Task prompt:
Pictures stay out; everything else in the records below is copied exactly.

Data provided:
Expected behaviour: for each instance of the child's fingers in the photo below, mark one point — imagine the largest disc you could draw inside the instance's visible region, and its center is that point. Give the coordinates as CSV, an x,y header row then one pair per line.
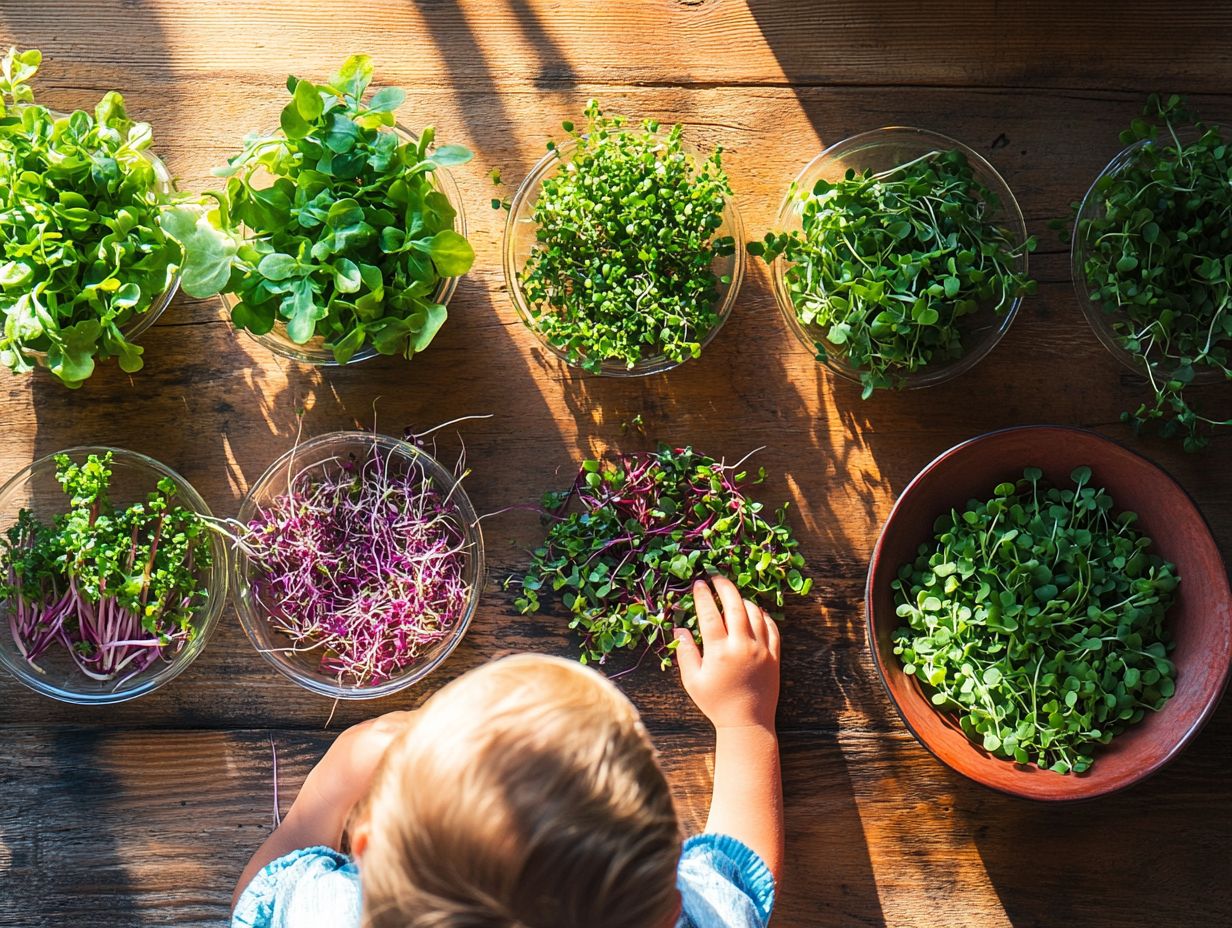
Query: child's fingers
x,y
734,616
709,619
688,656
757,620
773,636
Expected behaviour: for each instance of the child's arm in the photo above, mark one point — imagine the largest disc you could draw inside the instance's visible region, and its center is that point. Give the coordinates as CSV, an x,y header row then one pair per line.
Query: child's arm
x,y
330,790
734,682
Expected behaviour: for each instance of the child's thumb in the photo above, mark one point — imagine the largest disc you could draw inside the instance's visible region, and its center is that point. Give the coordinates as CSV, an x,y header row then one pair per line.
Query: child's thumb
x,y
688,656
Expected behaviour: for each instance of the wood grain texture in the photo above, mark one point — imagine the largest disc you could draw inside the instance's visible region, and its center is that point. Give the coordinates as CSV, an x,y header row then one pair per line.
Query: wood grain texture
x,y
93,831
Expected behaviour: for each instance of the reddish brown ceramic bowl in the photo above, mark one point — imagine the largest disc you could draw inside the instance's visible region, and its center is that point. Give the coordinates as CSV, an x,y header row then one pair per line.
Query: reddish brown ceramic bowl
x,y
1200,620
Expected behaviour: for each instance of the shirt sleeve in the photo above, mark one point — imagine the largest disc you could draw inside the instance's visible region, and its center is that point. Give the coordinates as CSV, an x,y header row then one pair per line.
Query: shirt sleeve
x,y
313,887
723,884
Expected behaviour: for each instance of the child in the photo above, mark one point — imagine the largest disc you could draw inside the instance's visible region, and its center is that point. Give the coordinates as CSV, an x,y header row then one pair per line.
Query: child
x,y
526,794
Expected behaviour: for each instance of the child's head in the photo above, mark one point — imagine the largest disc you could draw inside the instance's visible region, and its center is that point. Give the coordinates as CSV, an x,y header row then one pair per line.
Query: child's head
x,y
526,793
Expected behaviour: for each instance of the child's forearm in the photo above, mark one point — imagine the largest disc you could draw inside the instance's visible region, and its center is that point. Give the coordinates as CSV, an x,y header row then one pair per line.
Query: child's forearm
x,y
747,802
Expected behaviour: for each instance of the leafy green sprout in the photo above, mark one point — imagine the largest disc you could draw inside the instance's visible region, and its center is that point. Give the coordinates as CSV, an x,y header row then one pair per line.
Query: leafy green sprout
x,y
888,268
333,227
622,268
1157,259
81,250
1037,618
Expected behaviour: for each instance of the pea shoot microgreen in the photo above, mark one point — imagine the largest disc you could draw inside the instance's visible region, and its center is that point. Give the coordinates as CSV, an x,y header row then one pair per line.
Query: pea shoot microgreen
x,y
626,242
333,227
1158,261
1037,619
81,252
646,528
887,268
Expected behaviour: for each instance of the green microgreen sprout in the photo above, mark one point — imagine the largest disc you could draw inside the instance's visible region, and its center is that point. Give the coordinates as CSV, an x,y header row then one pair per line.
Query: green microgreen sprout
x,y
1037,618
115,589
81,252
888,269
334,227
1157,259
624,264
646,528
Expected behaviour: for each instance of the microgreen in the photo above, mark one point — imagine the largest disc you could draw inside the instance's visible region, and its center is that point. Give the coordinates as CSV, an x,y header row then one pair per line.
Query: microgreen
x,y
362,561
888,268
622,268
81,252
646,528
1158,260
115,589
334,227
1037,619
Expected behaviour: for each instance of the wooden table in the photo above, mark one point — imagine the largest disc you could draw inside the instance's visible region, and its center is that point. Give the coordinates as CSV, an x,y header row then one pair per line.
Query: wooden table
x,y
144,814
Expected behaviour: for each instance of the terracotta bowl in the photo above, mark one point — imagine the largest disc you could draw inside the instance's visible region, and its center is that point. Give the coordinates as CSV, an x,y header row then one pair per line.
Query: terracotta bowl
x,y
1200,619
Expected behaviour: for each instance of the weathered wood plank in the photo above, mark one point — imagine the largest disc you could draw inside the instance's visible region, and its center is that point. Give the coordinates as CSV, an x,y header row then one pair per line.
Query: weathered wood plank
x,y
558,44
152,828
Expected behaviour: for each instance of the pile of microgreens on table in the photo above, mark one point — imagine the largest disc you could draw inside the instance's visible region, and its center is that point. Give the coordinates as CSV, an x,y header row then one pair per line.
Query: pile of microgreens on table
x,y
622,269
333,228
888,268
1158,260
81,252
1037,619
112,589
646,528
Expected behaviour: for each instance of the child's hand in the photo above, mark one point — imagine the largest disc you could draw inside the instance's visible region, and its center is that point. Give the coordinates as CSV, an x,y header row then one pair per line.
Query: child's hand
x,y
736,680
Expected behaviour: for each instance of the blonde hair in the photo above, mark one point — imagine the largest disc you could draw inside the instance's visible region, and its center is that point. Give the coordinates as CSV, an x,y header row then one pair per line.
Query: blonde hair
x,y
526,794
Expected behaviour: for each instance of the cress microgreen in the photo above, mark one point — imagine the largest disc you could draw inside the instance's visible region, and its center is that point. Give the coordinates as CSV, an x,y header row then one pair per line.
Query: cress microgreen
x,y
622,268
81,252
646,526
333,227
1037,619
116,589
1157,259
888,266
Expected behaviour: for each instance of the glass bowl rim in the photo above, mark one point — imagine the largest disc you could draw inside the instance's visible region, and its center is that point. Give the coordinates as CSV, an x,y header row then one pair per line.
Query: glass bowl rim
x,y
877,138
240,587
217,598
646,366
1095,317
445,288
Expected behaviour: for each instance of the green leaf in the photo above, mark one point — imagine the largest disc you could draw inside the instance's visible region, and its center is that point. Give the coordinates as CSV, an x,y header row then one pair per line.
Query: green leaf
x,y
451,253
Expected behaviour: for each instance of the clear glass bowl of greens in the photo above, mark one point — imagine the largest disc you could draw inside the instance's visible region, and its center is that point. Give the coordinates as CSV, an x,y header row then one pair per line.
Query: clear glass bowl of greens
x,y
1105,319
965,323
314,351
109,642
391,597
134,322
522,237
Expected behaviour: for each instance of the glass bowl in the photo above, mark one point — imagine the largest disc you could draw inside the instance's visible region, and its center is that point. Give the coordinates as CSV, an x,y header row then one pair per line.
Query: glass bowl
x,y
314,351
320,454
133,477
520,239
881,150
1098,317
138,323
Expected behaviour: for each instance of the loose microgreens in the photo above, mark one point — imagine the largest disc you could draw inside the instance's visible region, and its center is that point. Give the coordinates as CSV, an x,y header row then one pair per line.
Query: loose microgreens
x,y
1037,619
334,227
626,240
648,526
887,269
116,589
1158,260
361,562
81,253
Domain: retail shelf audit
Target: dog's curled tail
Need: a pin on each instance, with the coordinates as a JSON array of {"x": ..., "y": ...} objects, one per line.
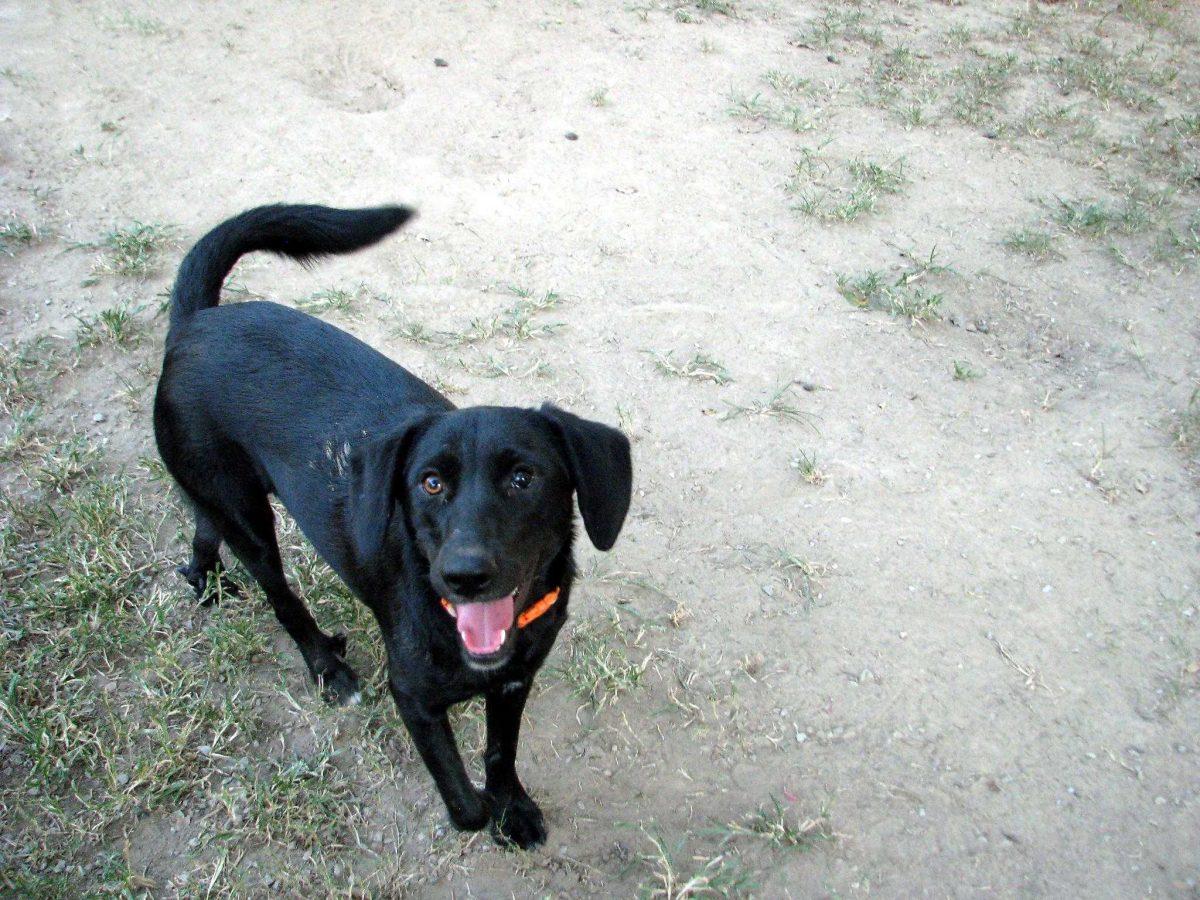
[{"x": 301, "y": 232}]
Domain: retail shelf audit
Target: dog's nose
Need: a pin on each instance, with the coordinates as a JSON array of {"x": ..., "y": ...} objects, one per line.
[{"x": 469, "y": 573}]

Full output:
Expected behaviour: for each instance of the child's fingers in the photo below, mark one point — imagine the largest disc you could draw inside the instance's visible region, and its center is that point. Give the coordinates as CSV, an x,y header row then one pair per line.
Query: child's fingers
x,y
734,616
709,619
688,656
757,620
773,636
Expected behaviour: for each instance of the child's arm in the photo above, mark one point — imagine the largest disc you could draw inside the instance's visible region, and its center is that point. Give the coordinates as CSV, an x,y header row then one pair per line.
Query: child's arm
x,y
330,790
734,682
Expected behaviour: for each instance of the child's thumb in the photo above, mark one point — imagine the largest disc you could draw inside the instance's visible region, and its center is that point. Give the coordinates as CSV, an x,y header row then one pair per line.
Query: child's thumb
x,y
688,656
Expected behaviour: for each instance of the wood grain texture in the photo above, mark one point — imagine the largest disc you could draw inside the instance's visible region, and its center is that point. Give the coordinates as CSV, an x,y header row then one pair per line.
Query: wood grain texture
x,y
93,831
Expected behaviour: for each instance of the reddish brown ceramic bowl in the photo above, mark one point — imagine the largest disc you could draw inside the instance's visible region, and its center is that point. Give the coordinates as CSV, an x,y header row then one pair per line.
Query: reddish brown ceramic bowl
x,y
1200,620
Expected behaviour: for each instance of the shirt sleeve in the photo above, mark one point — imagine the largest disc you could draw inside the instance's visible region, and its center is that point. Give the coordinates as CSV, an x,y header row then one pair per line.
Query: shirt sleeve
x,y
313,887
723,884
Expected behaviour: for each instance of the child in the photo above, mark one point — imagine the largest disc you could draw inside the instance's visible region, and its center is that point. Give the coordinates as CSV, an x,y header row then one pair per line.
Query: child
x,y
526,794
Expected behaviour: for each instance of the child's head in the photo above, mark one point — imagine the largest disc you could draw inside the instance's visible region, and its center is that point. Give the coordinates as CSV, an x,y header row then one pair per line.
Query: child's head
x,y
526,793
Expected behaviour: for each instance of the child's forearm in the photo above, mark one point — imagine the largest disc you could draw inside the instance's visible region, and its center is that point. Give the coordinates as CSV, an x,y header row then one pair per line.
Query: child's forearm
x,y
747,802
Expected behaviour: for each instance of the leafy green sprout in the photo above, mark one point — imagine the largest disc you could draw inside the instance's visible region, and its center is that point. Give the coordinates as CSV, an x,y header row then one pair per line.
Query: leafy green sprout
x,y
888,268
333,227
622,268
1157,259
81,250
1037,618
Expected behaviour: for each instance of the pea shoot microgreen in the photo above, mark one point — imagine the largest disc you could draw inside the instance's visible region, and its center is that point. Give the coordinates as CSV, an x,y header row then one pair per line.
Query: pea shoot microgreen
x,y
626,242
333,227
1158,261
1037,619
81,252
646,528
887,268
Expected behaviour: for each instance of the green microgreen sprout in the photo above, mark one point — imagine the largest disc you could draw inside the instance's visible region, and its center is that point. Give the coordinates as CSV, an x,y header row then one pair per line.
Query: green microgreen sprout
x,y
1037,618
115,589
81,252
888,269
334,227
1157,259
624,264
646,528
Expected behaviour: for each instance of the microgreen in the photo above, mark one point — imagine the largest disc you could draw inside the instance's visible region, and its center is that point. Give the coordinates as CSV, an x,y header row then one pair per line.
Query: microgreen
x,y
362,561
888,268
622,268
81,252
646,528
1158,260
115,589
334,227
1037,619
Expected behaviour: for each instance of the wooden table in the photo above, mark one point — imagine the largest disc you could draw inside the instance's visible region, and its center is that point. Give the coordinates as CSV, an x,y header row then one pair per line.
Query: wooden table
x,y
144,814
Expected behaviour: for each instance of the terracotta bowl in the photo above, mark one point — imagine the largest disc you could draw inside the instance's visible region, and its center is that point. Give the coordinates as CSV, an x,y header row then one pair per line.
Query: terracotta bowl
x,y
1200,619
Expected behaviour: for each instance of the weathered wood plank in the photo above, mark one point — imagine the largest disc you could draw inside the instance's visible region, and its center is that point. Give the coordinates as CSV, an x,y header row then one pair per line.
Query: weathered wood plank
x,y
558,44
152,828
Expected behaviour: for each instance of the pile of microgreens on table in the photo above, mark one point — imagine the largest disc you could draw inside the instance's visible region, and its center is that point. Give the coordinates as CSV, an x,y header row then one pair per line.
Query: pile of microgreens on table
x,y
622,269
333,228
888,268
1158,260
81,252
1037,619
112,589
646,528
Expected behaviour: for each instance of the child's hand in the photo above, mark one point — imagine the largest disc you could draw inside the instance's visible region, and its center is that point. Give the coordinates as CSV, an x,y header row then one pair per line.
Query: child's hand
x,y
736,680
Expected behaviour: for each instance of the blonde hair in the photo above, mark one point — imagine the largest disc you could draw inside the instance's visible region, and its center is that point. Give the coordinates as CSV, an x,y header row then one pair per line.
Query: blonde hair
x,y
526,794
Expected behaviour: for each instance of the cress microgreen in the photo above, mark one point — imagine the largest disc you could draw inside the instance's visible region, and its center is that point. Give the coordinates as CSV, an x,y header row then one pair per line.
Query: cress microgreen
x,y
622,268
81,252
646,526
333,227
1037,619
116,589
1157,259
888,266
Expected behaviour: for each instance of the glass bowl rim in the photo above, mark one point — imagine the largest disc you could draw inside the instance's visible region, and its center is that point. Give the coordinates as CSV, an x,y header row then one pair per line.
Query: glass bowl rim
x,y
877,138
240,587
217,598
646,366
1095,317
445,288
Expected behaviour: for each instance of the green leaf in the photo above, mark one point — imagine the largest disc you could draw inside the instance's visible region, and its center is that point. Give the coordinates as CSV, an x,y header row then one pair per line.
Query: green leaf
x,y
451,253
Expected behaviour: for each instance of the clear glass bowl of greens in the photo above, mark one point — imagine the largest disc you could draw inside the instance's visible region, and its center is that point. Give the coordinates as CSV, an x,y header row then one pair per line.
Query: clear glass bowl of greens
x,y
1105,319
965,323
314,351
109,642
391,597
134,322
522,237
Expected behaviour: for each instance of the glass bowl in the photo above, mark one point — imagine the largest disc you could draw inside the instance's visible region, and its center is that point. Give the coordinates as CSV, an x,y header row then one pair per line.
Query: glass bowl
x,y
314,351
320,454
133,477
520,239
881,150
1098,317
138,323
Expected behaviour: for each instance of the loose microgreens in the photo above, mark one point — imagine the largest disc you could draw inside the instance's visible region, and its center is that point. Give the coordinates as CSV, an x,y header row then one pair per line.
Query: loose microgreens
x,y
1037,619
334,227
626,240
648,526
887,269
116,589
1158,260
361,562
81,253
Domain: retail shelf audit
Target: dog's curled tail
Need: a pin on each instance, with the coordinates as a JSON array of {"x": ..., "y": ...} objects, one per line.
[{"x": 301, "y": 232}]
Domain: retail shelf audit
Target: dog's nose
Need: a pin on each instance, with the coordinates as a JSON array of {"x": ..., "y": ...} objects, one per line.
[{"x": 469, "y": 573}]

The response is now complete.